Natural language region descriptions
*** Block opens ***
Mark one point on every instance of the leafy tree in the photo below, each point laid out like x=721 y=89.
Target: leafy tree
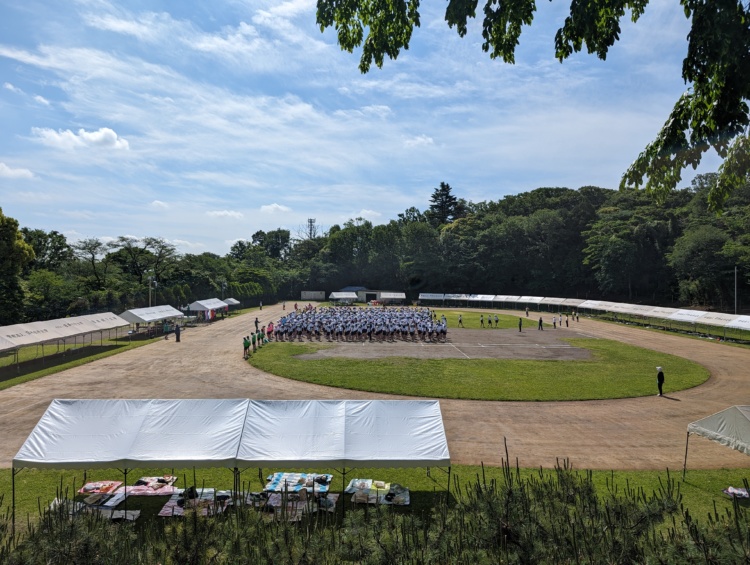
x=712 y=113
x=700 y=266
x=15 y=254
x=51 y=249
x=444 y=206
x=49 y=295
*** Block closes ***
§ Your assignment: Nothing but the records, restated word for word and stripped of images, belongs in the answer.

§ Output of the task:
Mark one point on every instance of the leafy tree in the photo below, each point laid out like x=721 y=89.
Target: leafy tree
x=712 y=113
x=700 y=266
x=15 y=254
x=51 y=249
x=444 y=206
x=49 y=295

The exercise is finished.